AVAILABLE RECORDS:

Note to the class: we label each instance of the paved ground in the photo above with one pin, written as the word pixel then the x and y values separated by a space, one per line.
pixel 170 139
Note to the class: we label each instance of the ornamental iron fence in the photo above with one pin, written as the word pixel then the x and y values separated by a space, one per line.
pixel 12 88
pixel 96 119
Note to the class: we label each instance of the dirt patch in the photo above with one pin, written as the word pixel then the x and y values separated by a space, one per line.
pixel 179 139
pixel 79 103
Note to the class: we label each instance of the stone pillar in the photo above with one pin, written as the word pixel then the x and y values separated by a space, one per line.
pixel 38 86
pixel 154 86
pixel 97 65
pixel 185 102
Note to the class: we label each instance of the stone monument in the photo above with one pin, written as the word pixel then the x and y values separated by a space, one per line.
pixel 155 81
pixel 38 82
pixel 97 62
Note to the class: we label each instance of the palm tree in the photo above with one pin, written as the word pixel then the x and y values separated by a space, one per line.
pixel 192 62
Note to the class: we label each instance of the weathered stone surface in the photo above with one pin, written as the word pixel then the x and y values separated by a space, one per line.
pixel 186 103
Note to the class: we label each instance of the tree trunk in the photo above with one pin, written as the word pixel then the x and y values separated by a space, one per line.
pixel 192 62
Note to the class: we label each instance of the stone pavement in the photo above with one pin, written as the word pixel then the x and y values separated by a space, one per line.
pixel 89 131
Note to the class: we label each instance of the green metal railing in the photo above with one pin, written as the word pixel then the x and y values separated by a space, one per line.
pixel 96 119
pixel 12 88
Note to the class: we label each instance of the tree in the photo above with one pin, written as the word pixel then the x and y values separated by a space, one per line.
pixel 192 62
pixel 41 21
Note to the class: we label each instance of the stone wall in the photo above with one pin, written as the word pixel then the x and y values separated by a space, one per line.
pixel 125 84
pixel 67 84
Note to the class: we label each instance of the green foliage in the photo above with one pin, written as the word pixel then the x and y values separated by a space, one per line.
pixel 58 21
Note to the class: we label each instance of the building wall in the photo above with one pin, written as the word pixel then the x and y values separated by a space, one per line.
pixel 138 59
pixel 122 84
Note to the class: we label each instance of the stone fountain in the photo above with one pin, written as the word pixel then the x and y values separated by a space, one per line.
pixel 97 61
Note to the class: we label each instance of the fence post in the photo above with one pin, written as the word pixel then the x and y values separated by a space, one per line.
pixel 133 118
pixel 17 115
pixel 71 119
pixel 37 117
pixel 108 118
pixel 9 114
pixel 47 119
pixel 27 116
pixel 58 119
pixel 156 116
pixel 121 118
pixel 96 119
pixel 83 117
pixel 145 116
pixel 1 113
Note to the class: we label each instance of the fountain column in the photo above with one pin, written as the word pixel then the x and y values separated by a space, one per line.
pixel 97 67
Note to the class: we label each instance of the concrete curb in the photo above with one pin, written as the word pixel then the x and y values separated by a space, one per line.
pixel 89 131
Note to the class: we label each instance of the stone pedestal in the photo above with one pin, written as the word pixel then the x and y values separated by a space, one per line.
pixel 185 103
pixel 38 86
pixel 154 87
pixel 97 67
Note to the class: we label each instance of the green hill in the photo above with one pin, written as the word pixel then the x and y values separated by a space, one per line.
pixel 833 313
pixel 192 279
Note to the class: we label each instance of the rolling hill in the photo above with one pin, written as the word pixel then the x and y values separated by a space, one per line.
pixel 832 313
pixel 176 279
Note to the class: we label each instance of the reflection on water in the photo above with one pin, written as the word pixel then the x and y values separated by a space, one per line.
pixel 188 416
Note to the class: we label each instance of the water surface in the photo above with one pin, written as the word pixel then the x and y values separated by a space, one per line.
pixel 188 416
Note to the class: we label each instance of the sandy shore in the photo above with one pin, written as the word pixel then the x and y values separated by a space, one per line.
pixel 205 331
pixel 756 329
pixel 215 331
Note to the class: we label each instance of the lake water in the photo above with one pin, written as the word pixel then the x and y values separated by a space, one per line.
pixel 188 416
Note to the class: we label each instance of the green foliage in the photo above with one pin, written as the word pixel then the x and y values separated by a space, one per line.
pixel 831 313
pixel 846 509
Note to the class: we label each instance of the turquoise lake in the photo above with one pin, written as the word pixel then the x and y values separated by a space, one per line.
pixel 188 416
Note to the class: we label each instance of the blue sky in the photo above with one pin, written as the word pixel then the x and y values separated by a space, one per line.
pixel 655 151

TO DO: Please reproduce every one of the records above, word for word and in the same order, changing nothing.

SOLVED PROBLEM:
Note to the class: we label each instance of the paved ground in the photo above with one pin, written as the word pixel then the x and y values separated by a space, one per line.
pixel 170 139
Note to the class: we label each instance of the ornamental iron fence in the photo above with one pin, written as the word pixel then the x and y values separated by a space, one per line.
pixel 12 88
pixel 96 119
Note to the class: we label each instance of the dirt patch in the photo above with one pin, written as the word pixel then the x and y values separated by a space, one per line.
pixel 179 139
pixel 79 103
Note to the class: we label each instance of the stone pillar in the photo above with one pin, written as the word pixel then the x and y values separated by a space, one per line.
pixel 38 86
pixel 154 86
pixel 97 65
pixel 185 102
Note to the class: we label each instance of the stone monument in the photo above with one pin, written as the word pixel then the x and y values separated by a space, one per line.
pixel 155 81
pixel 38 82
pixel 97 62
Note to the class: we label each instance of the palm tree in the photo above with one pin, written as the word pixel then the x and y values separated by a space, one per line.
pixel 192 62
Note to the class: we label each instance of the weathered stone surface in the photo above with one pin, written as the word pixel then the x and y values separated by a space, one per line.
pixel 186 103
Note to the class: we label each instance of the tree trunk in the photo above with one pin, written as the word pixel then the x and y values separated by a space, one per line.
pixel 192 62
Note to the class: we label each instance of the stone pavement in the photo above with one pin, written as the word pixel then the x and y values separated by a space, one per line.
pixel 89 131
Note to the class: we label each instance of the green metal railing in the photo above with one pin, written as the word pixel then the x and y values separated by a space, one per line.
pixel 96 119
pixel 12 88
Note to the class: we label each instance of the tree in the photo above with one pin, written as the word pixel then the x and y values separated by a space, one per line.
pixel 192 62
pixel 41 21
Note to the class: we label each instance of the stone wall in the photo above with one pin, written as the word pixel then the x and y values separated by a space, one per line.
pixel 125 84
pixel 67 84
Note to the class: we label each instance of the green foliage in the photo above with one pin, written as the word pixel then the x and y values separated by a space, one per line.
pixel 58 21
Note to the class: we label each instance of the building wall in the photo above with one pin, written as the word pixel then the x and y values separated by a space, one per line.
pixel 138 59
pixel 122 84
Note to the class: we label each instance of the stone fountain in the photo above with one pin, written as the word pixel then the x and y values separated by a space, one per line.
pixel 97 61
Note to the class: we label each instance of the fence post in the photo above with one pin, written as the word pixel then the x and y values separated by a space, one per line.
pixel 133 118
pixel 17 115
pixel 71 119
pixel 37 117
pixel 108 118
pixel 9 114
pixel 47 119
pixel 27 116
pixel 58 119
pixel 156 116
pixel 121 118
pixel 96 119
pixel 83 117
pixel 145 116
pixel 1 113
Note to the class: we label each instance of the fountain column in the photo above with one pin, written as the word pixel then the x and y values separated by a space, one per line.
pixel 97 67
Note to the class: we label each instance of the concrete curb in the photo above with one pin, written as the word pixel then the x and y values separated by a space, one per line.
pixel 89 131
Note to the class: we label each instance of the stone pedestal in the photo above with one pin, written as the word pixel then the x and y values separated by a space, one per line.
pixel 185 103
pixel 38 86
pixel 154 87
pixel 97 67
Note to the class: we label each instance of the green hill in the photo above with one pin, written as the word pixel then the x and y values separated by a space, one per line.
pixel 833 313
pixel 192 279
Note to the class: we label each instance of the rolling hill in the photo above with one pin, written as the word pixel then the x and y values separated by a space, one per line.
pixel 832 313
pixel 176 279
Note to the class: we label each instance of the reflection on water in the photo above with one pin, written as the word pixel then the x and y values separated by a space, one per line.
pixel 188 416
Note to the class: we label each instance of the water surface in the photo above with one pin, written as the word pixel then the x and y values separated by a space, one per line.
pixel 188 416
Note to the class: we label each instance of the sandy shore in the photo above with one pin, written as the word pixel then the x and y values separated by a space, one per line.
pixel 205 331
pixel 756 329
pixel 215 331
Note to the class: we label each instance of the lake water in the photo above with one pin, written as the word pixel then the x and y values separated by a space, one per line.
pixel 188 416
Note to the class: we label each instance of the green foliage in the photo above with one pin, written as the word pixel then the x and y values separated by a space, one per line.
pixel 831 313
pixel 846 509
Note to the class: we label each instance of the turquoise lake in the photo above with one pin, written as the word pixel then the x and y values separated by a space, one per line.
pixel 188 416
Note to the class: we label each instance of the blue sky in the photo above with one pin, written as the word pixel then the x and y values separated by a space, one per line.
pixel 655 151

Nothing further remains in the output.